– Вы слишком грубы! Будто вы не знаете, что не у вас одного в мире есть деньги, – возразил он. – Моя дочь может видеться с кем пожелает. Я доверяю ей и ее чувствам, и если она хочет встречаться хоть с Маурицио Гуччи, хоть с кем угодно еще, то она вправе это делать! – прокричал он и бросил трубку.
Маурицио, который слышал весь этот разговор, пришел в ужас. Тем вечером Патриция увела его танцевать на пляж, но он никак не мог расслабиться, а наутро уехал с рассветом и направился в Милан. В тревожном ожидании он открыл массивную деревянную дверь в кабинет отца. Родольфо тяжело глянул на сына из-за своего антикварного деревянного стола и произнес те слова, из-за которых сын и ушел из дома.
Меньше чем через час Маурицио поставил большой чемодан с красно-зелеными фирменными полосками на порог дома Патриции на Виа дель Джардини и позвонил в дверь. Когда Патриция открыла ему, ее изумило увиденное: и тяжелый чемодан на пороге, и печальные голубые глаза возлюбленного.
– Я все потерял! – воскликнул Маурицио. – Мой отец сошел с ума. Он лишил меня наследства, он оскорбил нас обоих: я даже не могу передать тебе, что он мне сказал.
Патриция молча обняла его, погладила по затылку. А затем обвила руками его шею и улыбнулась в глаза.
– Мы с тобой как Ромео и Джульетта, а наши семьи – как Монтекки и Капулетти, – сказала она и сжала его руку, чтобы успокоить дрожь, а затем нежно поцеловала.
– Что же мне теперь делать, Патриция? – пожаловался Маурицио, чуть не плача. – У меня за душой ни цента!
Патриция взглянула на него серьезнее.
– Заходи, – сказала она и потянула его за руку в гостиную. – Отец скоро вернется домой. Ты ему нравишься. Нам надо с ним поговорить.
Фернандо принял дочь и молодого Гуччи в своем кабинете – простой, но изящно обставленной комнате с книжными полками, антикварным письменным столом из дерева, двумя маленькими креслами и диваном. Несмотря на то, как Фернандо разозлили оскорбления Родольфо, Маурицио ему в самом деле нравился.
– Commendatore Реджани, – тихо произнес Маурицио. – У меня вышла размолвка с отцом, и он выгнал меня из дома и из семейного бизнеса. Я еще учусь, и работы у меня нет. Я люблю вашу дочь и хочу жениться на ней, хотя теперь мне нечего ей предложить.
Внимательно выслушав Маурицио, Фернандо расспросил его о ссоре с Родольфо. Он верил словам юноши – и в том, что касалось размолвки, и насчет чувств к Патриции. Ему было жаль Маурицио.
– Я дам тебе работу и впущу тебя в свой дом, – наконец сказал он, тщательно подбирая слова, – при условии, что ты окончишь учебу и что вы с моей дочерью будете держаться друг от друга подальше. Я не потерплю никаких глупостей под своей крышей, и, если они начнутся – наш договор расторгнут.
Фернандо строго взглянул на юношу. Тот молча кивнул.

================================

▶ **Задания для выполнения**:
- A) На какой улице, согласно отрывку о Маурицио и Патриции, находился дом Патриции?
- B) Продолжите отрывок о Маурицио и Патриции, начав сразу после его последнего предложения.

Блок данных
================================

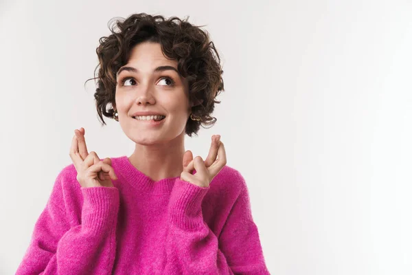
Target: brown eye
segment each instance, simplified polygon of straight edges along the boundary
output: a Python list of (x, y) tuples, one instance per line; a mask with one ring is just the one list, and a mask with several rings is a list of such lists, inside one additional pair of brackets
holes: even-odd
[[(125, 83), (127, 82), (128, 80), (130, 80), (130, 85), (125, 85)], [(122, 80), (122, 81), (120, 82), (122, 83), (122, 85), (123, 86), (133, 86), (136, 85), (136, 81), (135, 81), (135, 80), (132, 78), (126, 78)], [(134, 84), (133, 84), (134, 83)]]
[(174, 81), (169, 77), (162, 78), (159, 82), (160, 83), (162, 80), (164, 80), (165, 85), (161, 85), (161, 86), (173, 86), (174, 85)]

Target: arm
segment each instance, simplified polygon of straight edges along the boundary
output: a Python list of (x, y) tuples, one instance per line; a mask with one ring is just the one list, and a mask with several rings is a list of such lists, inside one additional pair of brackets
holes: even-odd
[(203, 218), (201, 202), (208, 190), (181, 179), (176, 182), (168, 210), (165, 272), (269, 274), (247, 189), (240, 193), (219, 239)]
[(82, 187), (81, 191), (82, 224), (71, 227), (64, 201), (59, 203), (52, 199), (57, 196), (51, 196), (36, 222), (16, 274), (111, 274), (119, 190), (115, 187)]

================================

▶ **Ответы на задания**:
- A) На Виа дель Джардини.

- B)
– Что же касается свадьбы – об этом мы еще поговорим: во-первых, я до сих пор зол из-за того, как со мной обошелся твой отец, а во-вторых, я хочу быть уверен, что вы оба настроены серьезно. Этим летом мы с Патрицией уедем в долгое путешествие, и если ты все еще будешь влюблен, когда мы вернемся, тогда мы подумаем.
В той манере, которой потом следовал всю взрослую жизнь, Маурицио разорвал отношения с Родольфо, который критиковал его и ограничивал, и нашел новый источник силы и защиты: Патрицию и ее семью. Семье Реджани Маурицио показался таким добродушным и уязвимым, что они рады были принять его в свою жизнь и спасти от гневливого и необдуманного поведения Родольфо. Диван в кабинете служил Маурицио постелью еще несколько месяцев: днем он работал на Реджани, а ночью занимался учебой.
Новости о том, что влюбленные теперь живут под одной крышей, разлетелась по миланскому обществу как пожар. Друзья Патриции заваливали ее вопросами: каково это, жить вместе со своим молодым человеком? Патриция незаметно играла свою роль.
– Papà следит, чтобы мы даже близко мимо друг друга не проходили, – жаловалась она, упиваясь жадным вниманием слушателей. – Мы с Маурицио совсем перестали видеться. Днем он работает на Papà, а по ночам готовится к экзаменам.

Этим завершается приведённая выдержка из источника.